**DIRECTIONS**
Please write out the lines of the data exactly, beginning with the first and ending with the line containing "Target: cheek"; leave the pictures behind.

--- THE DATA ---

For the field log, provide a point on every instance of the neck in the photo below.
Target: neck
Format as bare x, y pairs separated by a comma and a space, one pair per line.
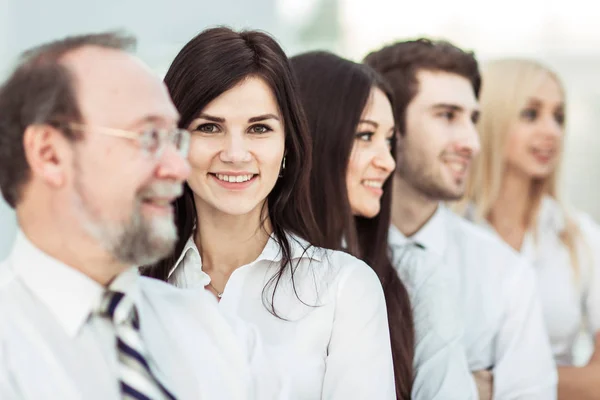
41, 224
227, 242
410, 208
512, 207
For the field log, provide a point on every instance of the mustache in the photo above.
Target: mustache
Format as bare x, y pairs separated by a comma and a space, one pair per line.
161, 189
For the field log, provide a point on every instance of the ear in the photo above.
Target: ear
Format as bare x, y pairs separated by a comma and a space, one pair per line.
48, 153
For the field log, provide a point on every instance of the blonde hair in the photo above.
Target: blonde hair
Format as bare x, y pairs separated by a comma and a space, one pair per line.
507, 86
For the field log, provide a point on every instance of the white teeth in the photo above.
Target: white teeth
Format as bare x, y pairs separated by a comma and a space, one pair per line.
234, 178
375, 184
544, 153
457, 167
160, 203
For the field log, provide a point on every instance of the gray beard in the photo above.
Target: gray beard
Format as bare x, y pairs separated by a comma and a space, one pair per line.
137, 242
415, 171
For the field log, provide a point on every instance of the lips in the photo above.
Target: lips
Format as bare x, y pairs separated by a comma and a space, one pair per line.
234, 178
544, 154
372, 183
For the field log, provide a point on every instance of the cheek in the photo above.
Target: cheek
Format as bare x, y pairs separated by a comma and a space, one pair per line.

---

**RESPONSE TO THIS TASK**
For the field log, provide a point on every instance of the neck in the photo below.
Target: neck
Format as bare x, y pairs separated by a comma and a space, one pair per line.
41, 224
227, 242
410, 208
512, 207
For the field log, provide a point on every instance of the mustache in the photo above.
Target: mustache
Format as bare x, y pairs separated by a comma and a space, one pair per line.
161, 189
For the field log, provide a point on every instance of the ear in the photo above.
Target: ear
Format as bare x, y pairs separated by a comma and a space, one pair per line.
48, 153
For the field log, provide a point on every instance of the blonde hair in the photo above.
Target: blonde hair
Format as bare x, y pairs separated by a comma and a space, one pair per line.
507, 86
For the field log, provide a point on every instance of the white teeth in the photo above.
Target: white teeth
Format as bare x, y pairs separated by a comma and a space, one pair per line.
234, 178
375, 184
544, 153
457, 167
160, 203
For the field log, provide a point on every instance of the gray beard in the photo above.
Target: gray beard
Format as bare x, y pairs separated by a comma and a space, one pair per line.
137, 242
415, 171
For the field log, provide a point on every instance of the lips in the photo above.
Target: lips
Format as bare x, y pairs separated by a comma and a space, one pair per line.
234, 178
544, 154
372, 183
For the field log, provide a point on every instance of the cheek in the photo above.
Target: cheek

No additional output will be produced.